■ Set exercise
Copy out exactly the lines from the one containing "of the fur-trimmed" to the end of the records below, both included, and nothing else.

## begin Data rows

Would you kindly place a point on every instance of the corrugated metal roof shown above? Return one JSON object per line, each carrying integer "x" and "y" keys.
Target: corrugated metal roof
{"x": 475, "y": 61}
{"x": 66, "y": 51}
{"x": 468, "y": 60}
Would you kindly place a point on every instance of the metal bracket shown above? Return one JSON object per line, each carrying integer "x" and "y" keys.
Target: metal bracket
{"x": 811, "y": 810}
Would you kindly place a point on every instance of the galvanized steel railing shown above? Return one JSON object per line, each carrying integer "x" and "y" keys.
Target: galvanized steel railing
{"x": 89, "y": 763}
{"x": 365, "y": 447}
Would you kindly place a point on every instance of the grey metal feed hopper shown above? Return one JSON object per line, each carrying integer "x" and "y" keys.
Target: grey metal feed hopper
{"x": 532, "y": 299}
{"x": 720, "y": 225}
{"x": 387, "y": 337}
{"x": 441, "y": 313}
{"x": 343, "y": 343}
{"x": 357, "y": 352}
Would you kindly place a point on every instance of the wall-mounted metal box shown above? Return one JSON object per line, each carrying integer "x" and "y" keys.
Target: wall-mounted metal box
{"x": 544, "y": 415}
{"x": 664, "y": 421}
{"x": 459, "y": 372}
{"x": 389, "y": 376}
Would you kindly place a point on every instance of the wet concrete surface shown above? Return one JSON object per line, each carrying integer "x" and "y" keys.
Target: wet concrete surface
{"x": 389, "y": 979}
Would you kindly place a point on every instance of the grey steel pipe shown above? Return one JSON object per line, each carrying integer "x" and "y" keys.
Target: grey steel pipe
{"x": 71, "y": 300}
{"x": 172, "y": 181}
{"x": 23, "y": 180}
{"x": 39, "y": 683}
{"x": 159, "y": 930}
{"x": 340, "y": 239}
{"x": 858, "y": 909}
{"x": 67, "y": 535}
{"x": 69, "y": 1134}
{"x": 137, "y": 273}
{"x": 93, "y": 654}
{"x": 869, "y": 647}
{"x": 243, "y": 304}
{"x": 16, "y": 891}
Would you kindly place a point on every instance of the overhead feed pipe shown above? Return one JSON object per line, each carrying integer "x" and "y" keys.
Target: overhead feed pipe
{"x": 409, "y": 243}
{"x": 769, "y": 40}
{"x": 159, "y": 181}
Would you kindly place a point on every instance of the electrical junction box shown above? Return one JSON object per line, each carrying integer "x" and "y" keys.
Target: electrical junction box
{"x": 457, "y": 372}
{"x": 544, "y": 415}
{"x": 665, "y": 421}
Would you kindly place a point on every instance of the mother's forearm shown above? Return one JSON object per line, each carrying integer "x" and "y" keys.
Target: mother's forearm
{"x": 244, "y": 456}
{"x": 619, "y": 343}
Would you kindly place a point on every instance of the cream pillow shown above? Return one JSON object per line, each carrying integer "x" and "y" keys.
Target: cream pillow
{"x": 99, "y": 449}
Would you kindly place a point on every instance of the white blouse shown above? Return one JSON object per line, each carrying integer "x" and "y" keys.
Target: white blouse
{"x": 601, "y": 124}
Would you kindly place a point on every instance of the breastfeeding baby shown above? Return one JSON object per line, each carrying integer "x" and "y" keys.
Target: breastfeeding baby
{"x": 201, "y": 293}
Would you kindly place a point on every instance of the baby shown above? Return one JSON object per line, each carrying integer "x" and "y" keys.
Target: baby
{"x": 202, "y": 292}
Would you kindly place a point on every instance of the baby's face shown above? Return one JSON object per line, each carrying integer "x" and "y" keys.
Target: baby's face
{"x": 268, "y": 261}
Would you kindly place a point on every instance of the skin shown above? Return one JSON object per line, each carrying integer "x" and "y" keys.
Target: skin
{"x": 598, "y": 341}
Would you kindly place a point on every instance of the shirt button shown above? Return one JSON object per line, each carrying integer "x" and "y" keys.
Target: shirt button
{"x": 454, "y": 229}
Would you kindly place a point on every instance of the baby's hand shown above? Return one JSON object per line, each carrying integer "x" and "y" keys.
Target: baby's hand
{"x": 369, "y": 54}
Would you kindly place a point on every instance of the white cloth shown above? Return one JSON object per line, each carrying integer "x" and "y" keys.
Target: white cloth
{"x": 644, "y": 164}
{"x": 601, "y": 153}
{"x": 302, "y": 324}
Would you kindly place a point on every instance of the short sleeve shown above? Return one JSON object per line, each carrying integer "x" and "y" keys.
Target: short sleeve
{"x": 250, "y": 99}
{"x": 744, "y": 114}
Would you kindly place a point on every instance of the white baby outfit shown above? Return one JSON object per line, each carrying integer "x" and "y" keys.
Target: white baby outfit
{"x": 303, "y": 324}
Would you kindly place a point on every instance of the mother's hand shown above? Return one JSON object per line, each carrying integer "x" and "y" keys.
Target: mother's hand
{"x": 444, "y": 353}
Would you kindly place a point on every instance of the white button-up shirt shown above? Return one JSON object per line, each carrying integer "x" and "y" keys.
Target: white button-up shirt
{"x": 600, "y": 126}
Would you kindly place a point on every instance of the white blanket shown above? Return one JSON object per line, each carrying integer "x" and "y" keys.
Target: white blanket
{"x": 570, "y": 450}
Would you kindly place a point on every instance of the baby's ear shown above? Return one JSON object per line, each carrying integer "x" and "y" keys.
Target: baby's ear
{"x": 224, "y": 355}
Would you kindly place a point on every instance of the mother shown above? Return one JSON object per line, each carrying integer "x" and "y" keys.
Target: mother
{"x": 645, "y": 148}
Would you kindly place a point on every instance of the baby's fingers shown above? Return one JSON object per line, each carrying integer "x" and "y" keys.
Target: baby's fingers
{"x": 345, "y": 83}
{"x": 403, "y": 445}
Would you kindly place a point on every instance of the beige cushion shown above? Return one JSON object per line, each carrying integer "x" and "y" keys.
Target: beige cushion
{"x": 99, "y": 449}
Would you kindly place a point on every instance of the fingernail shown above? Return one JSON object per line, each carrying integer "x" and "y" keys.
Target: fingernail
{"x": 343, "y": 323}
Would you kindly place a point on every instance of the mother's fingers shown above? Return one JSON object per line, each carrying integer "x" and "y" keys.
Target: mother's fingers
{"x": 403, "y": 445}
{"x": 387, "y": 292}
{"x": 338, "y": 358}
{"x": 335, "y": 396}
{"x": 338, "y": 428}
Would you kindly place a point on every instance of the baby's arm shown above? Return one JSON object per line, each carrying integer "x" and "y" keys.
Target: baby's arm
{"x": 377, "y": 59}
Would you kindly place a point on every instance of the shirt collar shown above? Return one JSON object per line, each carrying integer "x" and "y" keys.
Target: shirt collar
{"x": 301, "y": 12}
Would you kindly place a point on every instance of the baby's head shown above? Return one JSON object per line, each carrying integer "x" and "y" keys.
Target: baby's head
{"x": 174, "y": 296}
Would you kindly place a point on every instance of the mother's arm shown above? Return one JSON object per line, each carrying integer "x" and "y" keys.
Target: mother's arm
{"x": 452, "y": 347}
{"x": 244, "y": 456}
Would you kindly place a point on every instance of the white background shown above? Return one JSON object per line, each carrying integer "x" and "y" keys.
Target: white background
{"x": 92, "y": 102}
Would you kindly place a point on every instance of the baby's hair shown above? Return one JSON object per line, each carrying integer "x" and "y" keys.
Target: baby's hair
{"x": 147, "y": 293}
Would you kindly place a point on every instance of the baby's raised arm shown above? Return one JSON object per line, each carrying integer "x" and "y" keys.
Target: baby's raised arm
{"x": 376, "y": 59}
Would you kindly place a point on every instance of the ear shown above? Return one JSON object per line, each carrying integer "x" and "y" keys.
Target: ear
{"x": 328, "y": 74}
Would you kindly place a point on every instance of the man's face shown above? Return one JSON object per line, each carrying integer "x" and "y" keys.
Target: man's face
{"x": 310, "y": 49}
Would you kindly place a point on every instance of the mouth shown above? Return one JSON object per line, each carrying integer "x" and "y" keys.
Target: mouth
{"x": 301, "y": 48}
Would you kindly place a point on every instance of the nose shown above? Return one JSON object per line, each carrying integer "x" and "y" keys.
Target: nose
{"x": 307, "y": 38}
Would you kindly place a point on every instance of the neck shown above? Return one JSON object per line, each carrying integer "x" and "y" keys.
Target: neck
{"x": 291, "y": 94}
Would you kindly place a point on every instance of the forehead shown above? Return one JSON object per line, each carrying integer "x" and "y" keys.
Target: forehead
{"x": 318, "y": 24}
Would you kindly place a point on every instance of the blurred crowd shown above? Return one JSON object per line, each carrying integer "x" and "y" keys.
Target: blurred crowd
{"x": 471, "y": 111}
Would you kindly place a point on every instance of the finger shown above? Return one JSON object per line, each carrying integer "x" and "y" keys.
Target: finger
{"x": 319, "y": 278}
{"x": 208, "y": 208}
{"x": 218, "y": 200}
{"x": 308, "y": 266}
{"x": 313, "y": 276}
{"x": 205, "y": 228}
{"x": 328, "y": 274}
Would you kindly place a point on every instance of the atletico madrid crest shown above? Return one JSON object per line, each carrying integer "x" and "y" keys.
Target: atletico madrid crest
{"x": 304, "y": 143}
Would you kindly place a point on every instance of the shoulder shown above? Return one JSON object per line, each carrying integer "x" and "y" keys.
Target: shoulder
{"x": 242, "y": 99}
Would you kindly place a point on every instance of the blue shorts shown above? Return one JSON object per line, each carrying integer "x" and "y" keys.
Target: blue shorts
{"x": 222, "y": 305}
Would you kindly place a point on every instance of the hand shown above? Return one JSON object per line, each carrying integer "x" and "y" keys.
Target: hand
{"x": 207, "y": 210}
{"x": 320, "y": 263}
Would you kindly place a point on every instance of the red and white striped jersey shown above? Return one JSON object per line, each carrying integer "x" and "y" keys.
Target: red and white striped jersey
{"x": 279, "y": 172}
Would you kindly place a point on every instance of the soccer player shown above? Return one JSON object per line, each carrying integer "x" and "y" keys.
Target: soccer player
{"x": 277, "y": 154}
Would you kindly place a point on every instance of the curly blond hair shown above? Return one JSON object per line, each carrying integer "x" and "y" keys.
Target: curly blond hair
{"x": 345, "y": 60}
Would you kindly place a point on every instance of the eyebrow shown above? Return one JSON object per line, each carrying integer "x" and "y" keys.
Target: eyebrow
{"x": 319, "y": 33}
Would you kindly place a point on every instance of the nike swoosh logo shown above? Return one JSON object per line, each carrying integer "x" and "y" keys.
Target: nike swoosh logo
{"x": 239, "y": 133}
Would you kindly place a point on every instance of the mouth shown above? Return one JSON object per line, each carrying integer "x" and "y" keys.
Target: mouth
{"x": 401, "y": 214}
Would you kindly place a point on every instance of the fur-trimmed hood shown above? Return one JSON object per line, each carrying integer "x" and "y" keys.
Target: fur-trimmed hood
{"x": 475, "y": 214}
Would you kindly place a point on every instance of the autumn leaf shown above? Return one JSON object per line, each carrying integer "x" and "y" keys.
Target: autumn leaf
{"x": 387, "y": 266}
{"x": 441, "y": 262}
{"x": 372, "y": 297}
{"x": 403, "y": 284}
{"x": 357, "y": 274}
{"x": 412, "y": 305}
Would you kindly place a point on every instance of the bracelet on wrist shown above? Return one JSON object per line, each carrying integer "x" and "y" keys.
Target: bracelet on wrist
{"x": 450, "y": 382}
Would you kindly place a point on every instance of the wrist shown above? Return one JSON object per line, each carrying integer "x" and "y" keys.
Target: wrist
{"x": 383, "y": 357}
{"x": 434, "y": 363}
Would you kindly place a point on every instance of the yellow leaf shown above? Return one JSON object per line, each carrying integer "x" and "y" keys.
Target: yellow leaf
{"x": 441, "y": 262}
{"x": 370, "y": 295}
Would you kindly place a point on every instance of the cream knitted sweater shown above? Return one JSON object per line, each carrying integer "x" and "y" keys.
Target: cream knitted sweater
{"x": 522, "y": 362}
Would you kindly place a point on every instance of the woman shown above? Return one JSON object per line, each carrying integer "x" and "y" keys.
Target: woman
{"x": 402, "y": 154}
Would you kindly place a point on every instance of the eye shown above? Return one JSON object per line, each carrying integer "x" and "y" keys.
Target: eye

## end Data rows

■ Result of the exercise
Would you kindly place a point on every instance of the fur-trimmed hood shown above? Return one JSON object per line, each carrying integer "x" and "y" keys.
Target: fur-trimmed hood
{"x": 475, "y": 214}
Would you kindly place a point on every instance of the autumn leaf shown above? Return one JSON object per line, each carrying integer "x" and "y" keys.
Target: autumn leaf
{"x": 387, "y": 266}
{"x": 441, "y": 262}
{"x": 372, "y": 297}
{"x": 403, "y": 284}
{"x": 357, "y": 274}
{"x": 412, "y": 305}
Would you kindly place a point on every instance of the bracelet on wrist shown above? Return one JSON object per line, each carrying integer "x" and "y" keys.
Target: bracelet on wrist
{"x": 450, "y": 382}
Would you kindly place a point on every instance of the wrist shown above? Return one JSON object per line, each carrying integer "x" and "y" keys.
Target: wrist
{"x": 383, "y": 357}
{"x": 434, "y": 363}
Would you kindly place a point on every instance of the yellow leaf shown above? Return one JSON object per line, each carrying integer "x" and "y" keys.
Target: yellow leaf
{"x": 441, "y": 262}
{"x": 370, "y": 295}
Would you kindly place a point on every instance of the cream knitted sweater shown above? Return one JSON object per line, each carrying integer "x" and "y" keys.
Target: cream knitted sweater
{"x": 522, "y": 362}
Would you kindly place a point on every instance of the woman shown above? Return one JSON object per line, each carrying integer "x" and "y" keys.
Target: woman
{"x": 402, "y": 154}
Would you kindly place a point on every instance of the eye shown above? Return one JSON object per line, each carrying integer "x" and "y" keys.
Target: eye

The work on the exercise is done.